• [Instructions to follow]: Could you recast all of the rows below as a JSON list of strings, with one string per line and any blank lines left out?

___ Material provided ___

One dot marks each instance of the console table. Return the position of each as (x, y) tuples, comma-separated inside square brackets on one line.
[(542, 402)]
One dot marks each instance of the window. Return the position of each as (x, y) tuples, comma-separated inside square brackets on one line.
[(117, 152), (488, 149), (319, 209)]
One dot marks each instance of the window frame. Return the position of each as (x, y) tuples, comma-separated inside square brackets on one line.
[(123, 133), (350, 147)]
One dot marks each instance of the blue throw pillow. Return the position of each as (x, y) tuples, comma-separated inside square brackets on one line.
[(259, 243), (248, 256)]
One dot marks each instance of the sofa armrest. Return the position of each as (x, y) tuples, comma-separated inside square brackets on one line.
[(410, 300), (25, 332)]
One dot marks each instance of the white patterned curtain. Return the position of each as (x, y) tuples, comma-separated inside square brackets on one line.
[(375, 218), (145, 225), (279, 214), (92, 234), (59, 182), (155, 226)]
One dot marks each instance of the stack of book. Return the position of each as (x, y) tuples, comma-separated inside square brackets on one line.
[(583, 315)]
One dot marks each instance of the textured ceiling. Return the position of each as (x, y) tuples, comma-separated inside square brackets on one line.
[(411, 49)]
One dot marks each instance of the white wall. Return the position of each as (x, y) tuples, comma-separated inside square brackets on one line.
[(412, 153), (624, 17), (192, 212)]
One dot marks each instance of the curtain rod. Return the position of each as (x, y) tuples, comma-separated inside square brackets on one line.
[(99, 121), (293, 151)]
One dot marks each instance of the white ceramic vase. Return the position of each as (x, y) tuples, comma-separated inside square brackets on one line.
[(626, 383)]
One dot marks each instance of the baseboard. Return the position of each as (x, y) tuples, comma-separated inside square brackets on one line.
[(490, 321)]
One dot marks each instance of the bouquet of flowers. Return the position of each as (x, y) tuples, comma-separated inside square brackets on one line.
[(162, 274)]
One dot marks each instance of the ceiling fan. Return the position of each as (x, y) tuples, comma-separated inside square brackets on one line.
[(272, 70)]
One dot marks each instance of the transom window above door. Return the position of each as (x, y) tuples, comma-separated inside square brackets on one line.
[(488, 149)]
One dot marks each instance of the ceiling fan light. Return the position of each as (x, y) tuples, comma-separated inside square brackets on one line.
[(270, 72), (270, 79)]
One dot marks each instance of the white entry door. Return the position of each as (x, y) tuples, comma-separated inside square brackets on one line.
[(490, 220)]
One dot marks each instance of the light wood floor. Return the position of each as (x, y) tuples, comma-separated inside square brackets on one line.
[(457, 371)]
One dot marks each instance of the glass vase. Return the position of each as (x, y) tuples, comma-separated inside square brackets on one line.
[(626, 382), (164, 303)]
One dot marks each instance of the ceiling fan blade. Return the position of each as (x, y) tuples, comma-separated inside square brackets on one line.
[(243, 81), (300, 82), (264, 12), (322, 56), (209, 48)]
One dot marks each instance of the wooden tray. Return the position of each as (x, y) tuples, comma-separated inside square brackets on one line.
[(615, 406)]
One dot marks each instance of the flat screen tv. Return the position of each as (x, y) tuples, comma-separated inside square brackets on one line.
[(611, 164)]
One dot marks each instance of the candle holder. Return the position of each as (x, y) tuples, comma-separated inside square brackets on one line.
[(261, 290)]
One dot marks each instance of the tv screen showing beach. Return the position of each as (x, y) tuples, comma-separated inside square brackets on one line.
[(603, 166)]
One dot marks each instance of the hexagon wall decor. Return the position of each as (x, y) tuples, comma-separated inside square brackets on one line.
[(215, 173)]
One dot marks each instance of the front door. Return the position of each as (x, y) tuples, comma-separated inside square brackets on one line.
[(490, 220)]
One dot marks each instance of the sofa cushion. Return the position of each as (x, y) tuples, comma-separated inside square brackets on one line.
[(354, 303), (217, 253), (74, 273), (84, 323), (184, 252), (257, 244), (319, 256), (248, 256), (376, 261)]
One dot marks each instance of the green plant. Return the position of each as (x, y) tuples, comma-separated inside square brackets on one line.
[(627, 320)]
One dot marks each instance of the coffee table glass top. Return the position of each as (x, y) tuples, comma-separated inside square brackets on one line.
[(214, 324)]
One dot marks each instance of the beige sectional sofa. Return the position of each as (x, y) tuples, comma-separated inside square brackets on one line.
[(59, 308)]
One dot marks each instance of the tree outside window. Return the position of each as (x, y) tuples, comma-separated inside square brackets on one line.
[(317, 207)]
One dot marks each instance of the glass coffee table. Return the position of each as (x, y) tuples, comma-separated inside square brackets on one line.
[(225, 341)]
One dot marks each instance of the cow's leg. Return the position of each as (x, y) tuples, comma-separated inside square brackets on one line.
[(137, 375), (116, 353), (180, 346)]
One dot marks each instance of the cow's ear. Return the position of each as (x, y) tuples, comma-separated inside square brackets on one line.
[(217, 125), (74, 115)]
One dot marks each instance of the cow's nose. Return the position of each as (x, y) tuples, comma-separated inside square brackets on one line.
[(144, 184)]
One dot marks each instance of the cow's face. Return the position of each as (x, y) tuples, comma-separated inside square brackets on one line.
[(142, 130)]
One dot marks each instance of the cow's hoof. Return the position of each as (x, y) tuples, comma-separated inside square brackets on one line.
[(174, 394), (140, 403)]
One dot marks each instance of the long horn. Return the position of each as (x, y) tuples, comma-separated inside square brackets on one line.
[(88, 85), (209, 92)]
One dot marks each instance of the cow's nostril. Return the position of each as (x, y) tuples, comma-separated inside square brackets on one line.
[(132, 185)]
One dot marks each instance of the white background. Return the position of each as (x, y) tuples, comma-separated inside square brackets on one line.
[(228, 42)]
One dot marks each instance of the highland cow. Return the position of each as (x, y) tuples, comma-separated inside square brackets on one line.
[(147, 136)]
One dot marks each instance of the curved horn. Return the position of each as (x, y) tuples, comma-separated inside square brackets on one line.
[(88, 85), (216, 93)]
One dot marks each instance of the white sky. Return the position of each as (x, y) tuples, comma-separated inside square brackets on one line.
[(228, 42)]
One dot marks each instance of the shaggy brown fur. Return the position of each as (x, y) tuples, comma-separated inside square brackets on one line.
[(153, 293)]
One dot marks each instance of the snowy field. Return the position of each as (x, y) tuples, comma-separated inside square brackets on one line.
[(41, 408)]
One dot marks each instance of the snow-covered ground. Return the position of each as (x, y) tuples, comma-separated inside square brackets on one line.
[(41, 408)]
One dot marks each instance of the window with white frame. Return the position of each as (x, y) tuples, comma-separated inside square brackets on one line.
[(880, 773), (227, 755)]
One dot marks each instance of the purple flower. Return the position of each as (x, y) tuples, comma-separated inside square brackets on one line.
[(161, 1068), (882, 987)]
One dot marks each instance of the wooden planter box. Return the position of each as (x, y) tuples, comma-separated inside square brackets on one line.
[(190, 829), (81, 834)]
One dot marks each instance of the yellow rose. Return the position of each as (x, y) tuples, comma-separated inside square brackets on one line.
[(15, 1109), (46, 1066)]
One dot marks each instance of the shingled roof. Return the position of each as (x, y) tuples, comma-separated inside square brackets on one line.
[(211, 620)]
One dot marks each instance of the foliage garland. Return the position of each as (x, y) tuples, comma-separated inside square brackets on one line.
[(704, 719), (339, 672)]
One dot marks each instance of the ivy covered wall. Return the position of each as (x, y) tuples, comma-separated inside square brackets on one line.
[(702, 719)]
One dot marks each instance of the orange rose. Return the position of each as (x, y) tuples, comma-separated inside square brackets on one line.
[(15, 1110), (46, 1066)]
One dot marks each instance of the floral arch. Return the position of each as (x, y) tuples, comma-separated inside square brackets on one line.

___

• [Reply to the task]:
[
  "One dot marks each instance of the console table. Return the position of each as (x, y) tuples, comma-separated inside square brackets on one line.",
  "[(542, 402)]",
  "One dot marks each instance of the window. Return the position of each as (x, y) tuples, comma-separated inside square brackets on one line.",
  "[(117, 152), (488, 149), (319, 209)]",
  "One dot marks each instance of the window frame. Return the position of each as (x, y) tuples, comma-separated inside square brackets on one line.",
  "[(123, 133), (350, 147)]",
  "One dot marks each instance of the blue throw pillow. Return the position of each as (x, y) tuples, comma-separated inside square brackets on one line.",
  "[(259, 243), (248, 256)]",
  "One dot marks each instance of the sofa armrest. Return the position of each as (x, y) tuples, comma-separated inside square brackets on one line.",
  "[(410, 300), (25, 332)]",
  "One dot marks each instance of the white patterned curtain. Return the position of each as (x, y) tuples, comma-separated inside square brackets on one line.",
  "[(375, 218), (145, 225), (279, 214), (92, 234), (59, 182), (155, 226)]",
  "One dot marks each instance of the stack of book. Return the position of each as (x, y) tuples, comma-separated inside square brackets on one line.",
  "[(583, 315)]",
  "One dot marks each instance of the textured ceiling. Return the position of each as (x, y) tuples, comma-separated inside square brackets on one line.",
  "[(411, 49)]",
  "One dot marks each instance of the white wall. Return the position of each as (x, y) tuples, comma-separated inside square brackets on one line.",
  "[(412, 153), (624, 17), (192, 212)]",
  "One dot marks each instance of the curtain rod. Return the position of each as (x, y) tuples, comma-separated inside square brackets on one line.",
  "[(99, 121), (293, 151)]",
  "One dot marks each instance of the white ceramic vase. Return the position of each as (x, y) tuples, comma-separated inside square brackets on one line.",
  "[(626, 383)]",
  "One dot marks each instance of the baseboard. Return the position of each as (x, y) tuples, comma-separated inside square brackets on one line.",
  "[(490, 321)]",
  "One dot marks each instance of the bouquet of flowers. Return the position of each as (x, y) tuples, comma-separated inside square brackets on one line.",
  "[(162, 274)]",
  "One dot marks each instance of the ceiling fan. Return the position of each as (x, y) tuples, comma-separated inside square brackets on one line.",
  "[(272, 70)]",
  "One dot marks each instance of the transom window above door. Return the position of each as (x, y) tuples, comma-separated inside square brackets on one line.",
  "[(488, 149)]",
  "One dot marks each instance of the ceiling fan light. Return the position of each as (x, y) tuples, comma-separated inside square brackets on one line.",
  "[(270, 72), (270, 79)]",
  "One dot marks each instance of the white entry door. Return the position of each as (x, y) tuples, comma-separated inside square brackets on one line.",
  "[(490, 220)]",
  "One dot marks each instance of the light wood floor. Return the position of each as (x, y) tuples, comma-separated inside square brackets on one line.",
  "[(457, 371)]",
  "One dot marks each instance of the glass vase. Return the position of each as (x, y) tuples, comma-separated inside square brackets on one line.",
  "[(626, 382), (164, 303)]",
  "One dot marks each instance of the ceiling fan blade. Return the position of each as (x, y) tuples, comma-separated inside square brackets on one line.",
  "[(243, 81), (300, 82), (264, 12), (322, 56), (209, 48)]",
  "One dot marks each instance of the wooden tray. Return the position of each as (x, y) tuples, comma-separated inside square brackets on one line.",
  "[(615, 406)]",
  "One dot marks each instance of the flat screen tv. Return the position of each as (x, y) tuples, comma-separated inside square brackets on one line.",
  "[(611, 164)]",
  "One dot marks each instance of the candle holder. Return the position of each as (x, y) tuples, comma-separated inside square brackets on one line.",
  "[(261, 290)]",
  "One dot marks each instance of the tv screen showing beach. Return the position of each as (x, y) tuples, comma-separated inside square brackets on one line.",
  "[(603, 166)]",
  "One dot marks each instance of the hexagon wall decor. Return the position of each as (x, y) tuples, comma-separated inside square brackets on one line.",
  "[(215, 173)]",
  "One dot marks each instance of the front door. Return the position of each as (x, y) tuples, comma-separated inside square brackets on one line.",
  "[(490, 220)]",
  "One dot marks each instance of the sofa cushion. Return the position of each as (x, y) tuples, comma-separated inside square brackets on one line.",
  "[(354, 303), (217, 253), (74, 273), (84, 323), (184, 252), (257, 244), (319, 256), (248, 256), (376, 261)]",
  "One dot marks each instance of the green plant. Return the position of each as (x, y) tuples, comma-separated inside square brackets on one line.",
  "[(627, 320)]",
  "One dot marks each instance of the coffee table glass top. Return the position of each as (x, y) tuples, comma-separated inside square brackets on one line.",
  "[(214, 324)]",
  "One dot marks each instance of the beige sectional sofa. Return the position of each as (x, y) tuples, comma-separated inside square brackets on one line.",
  "[(59, 308)]",
  "One dot marks each instance of the tree outside window. Return the position of each as (x, y) tuples, comma-separated inside square brackets on one line.",
  "[(317, 207)]",
  "One dot marks each instance of the glass coffee table. Return the position of each as (x, y) tuples, comma-separated inside square brackets on one line.",
  "[(225, 341)]",
  "One dot marks each instance of the cow's leg. Return the position of each as (x, y) tuples, comma-separated inside square brackets on one line.",
  "[(137, 375), (116, 353), (180, 346)]",
  "One dot marks each instance of the cow's ear. Return the position of each as (x, y) tuples, comma-separated inside square brackets on one line.",
  "[(217, 125), (74, 115)]",
  "One dot marks each instance of the cow's nose. Return the position of each as (x, y) tuples, comma-separated inside square brackets on one line.",
  "[(144, 184)]",
  "One dot marks each instance of the cow's face. Return the position of each as (x, y) tuples, comma-separated inside square brackets on one line.",
  "[(142, 130)]",
  "One dot marks each instance of the cow's hoof. Return the position of each as (x, y) tuples, comma-separated inside square brackets on one line.",
  "[(174, 394), (140, 403)]",
  "One dot marks each instance of the long horn. Return the position of each as (x, y) tuples, comma-separated inside square brackets on one line.",
  "[(88, 85), (209, 92)]",
  "One dot marks each instance of the cow's nostril. Return the position of each as (x, y) tuples, comma-separated inside square brackets on one line.",
  "[(132, 185)]",
  "One dot marks each instance of the white background. Return the position of each as (x, y) tuples, comma-separated inside square brackets on one line.",
  "[(228, 42)]",
  "One dot marks each instance of the highland cow. Return the position of each as (x, y) tuples, comma-separated inside square brackets on one line.",
  "[(147, 136)]",
  "One dot marks each instance of the curved horn. Return the position of each as (x, y) tuples, comma-separated inside square brackets on one line.",
  "[(88, 85), (216, 93)]",
  "One dot marks each instance of the white sky. Return the position of each as (x, y) tuples, comma-separated inside square brackets on one line.",
  "[(228, 42)]",
  "One dot marks each instance of the shaggy brown fur. Return the position of each as (x, y) tuples, comma-separated inside square brackets on one line.",
  "[(153, 293)]",
  "One dot marks each instance of the snowy field. Return the position of each as (x, y) tuples, comma-separated inside square brackets on one line.",
  "[(41, 408)]",
  "One dot marks each instance of the snow-covered ground. Return the position of each as (x, y) tuples, comma-separated inside square brackets on one line.",
  "[(41, 408)]",
  "One dot marks each instance of the window with white frame. Return the position of each as (x, y) tuples, comma-separated inside square brackets on one line.",
  "[(880, 773), (227, 755)]",
  "One dot marks each instance of the purple flower. Return the position of each as (x, y) tuples, comma-separated inside square brackets on one line.",
  "[(161, 1068), (882, 987)]",
  "One dot marks each instance of the wooden planter box. Return the position of each as (x, y) tuples, comma-separated inside square brackets on one line.",
  "[(190, 829), (81, 834)]",
  "One dot marks each instance of the yellow rose. Return the position of each as (x, y) tuples, comma-separated inside square brackets on one line.",
  "[(15, 1109), (46, 1066)]",
  "One dot marks each instance of the shingled roof. Return the position of each as (x, y) tuples, comma-separated inside square brackets on one line.",
  "[(211, 620)]",
  "One dot marks each instance of the foliage garland. Return the position of each as (x, y) tuples, comma-separated inside square brackets on one line.",
  "[(704, 719), (339, 672)]",
  "One dot marks each instance of the ivy covered wall. Return the position of each as (x, y) tuples, comma-separated inside square brackets on one line.",
  "[(702, 719)]",
  "One dot marks each instance of the orange rose. Return the position of each as (x, y) tuples, comma-separated inside square brackets on one line.",
  "[(15, 1110), (46, 1066)]",
  "One dot marks each instance of the floral arch. Return the position of each as (x, y) tuples, comma-separated inside square brackets on one line."
]